Rescale everything from the line containing "Phrase: fascinator hat" down to the end of the data, and write those lines out again with the requests included. Multiply each point coordinate in the answers by 1.85 and round it to a whole number, rounding halves up.
↓↓↓
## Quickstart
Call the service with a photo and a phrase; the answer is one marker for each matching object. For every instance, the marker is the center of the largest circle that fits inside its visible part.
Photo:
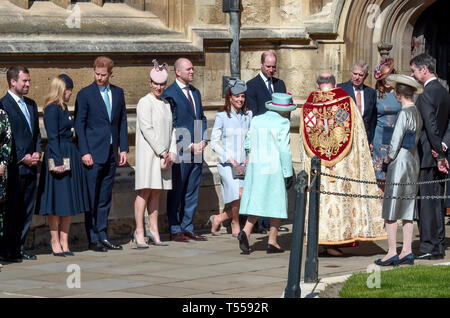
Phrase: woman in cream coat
(155, 154)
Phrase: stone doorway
(431, 36)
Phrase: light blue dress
(387, 109)
(231, 131)
(270, 161)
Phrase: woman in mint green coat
(269, 171)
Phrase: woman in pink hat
(155, 154)
(387, 109)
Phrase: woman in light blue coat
(230, 127)
(269, 171)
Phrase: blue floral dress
(387, 109)
(5, 151)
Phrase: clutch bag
(51, 164)
(408, 141)
(236, 174)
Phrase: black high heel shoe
(408, 258)
(273, 249)
(243, 242)
(392, 261)
(62, 254)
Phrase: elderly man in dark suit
(434, 106)
(22, 171)
(364, 97)
(190, 124)
(101, 128)
(259, 91)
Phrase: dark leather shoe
(179, 237)
(97, 247)
(423, 256)
(272, 249)
(243, 242)
(11, 259)
(110, 246)
(28, 256)
(194, 236)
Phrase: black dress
(61, 194)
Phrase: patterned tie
(24, 109)
(358, 100)
(108, 106)
(190, 98)
(269, 84)
(107, 102)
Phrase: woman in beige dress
(155, 154)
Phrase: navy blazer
(193, 124)
(370, 107)
(24, 140)
(258, 94)
(92, 124)
(434, 106)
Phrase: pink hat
(159, 73)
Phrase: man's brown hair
(104, 61)
(13, 73)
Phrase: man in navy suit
(259, 91)
(365, 97)
(190, 124)
(262, 86)
(101, 128)
(22, 171)
(434, 106)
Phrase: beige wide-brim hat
(393, 79)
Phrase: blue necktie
(108, 105)
(269, 84)
(24, 109)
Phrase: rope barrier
(382, 183)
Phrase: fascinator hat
(281, 102)
(159, 74)
(237, 86)
(67, 80)
(395, 79)
(383, 69)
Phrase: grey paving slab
(62, 266)
(110, 284)
(165, 291)
(22, 284)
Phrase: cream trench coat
(154, 136)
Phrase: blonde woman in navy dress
(62, 192)
(230, 127)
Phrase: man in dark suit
(434, 106)
(190, 124)
(364, 97)
(22, 171)
(262, 86)
(259, 91)
(101, 128)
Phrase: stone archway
(370, 22)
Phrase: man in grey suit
(434, 106)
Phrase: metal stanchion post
(312, 262)
(292, 289)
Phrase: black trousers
(431, 213)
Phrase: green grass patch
(402, 282)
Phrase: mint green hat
(281, 103)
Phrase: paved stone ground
(211, 269)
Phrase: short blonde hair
(55, 93)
↑↑↑
■ **Written answer**:
Phrase: fascinator hat
(520, 189)
(294, 137)
(438, 159)
(124, 148)
(731, 146)
(709, 128)
Phrase: grey paving slab
(115, 492)
(204, 525)
(305, 538)
(41, 525)
Phrase: cream trench coat
(285, 252)
Phrase: blonde woman in navy dress
(115, 355)
(426, 235)
Phrase: man in dark suit
(803, 196)
(352, 229)
(673, 179)
(41, 316)
(485, 159)
(479, 168)
(187, 237)
Phrase: stone archway
(685, 41)
Phrase: man in grey suit
(803, 196)
Phrase: metal stanchion post
(577, 485)
(540, 535)
Phrase: black trousers
(797, 394)
Phrase: green grass patch
(744, 522)
Phrase: mint green hat
(520, 191)
Phrase: paved stone ground
(390, 498)
Phrase: short blonde hair
(102, 172)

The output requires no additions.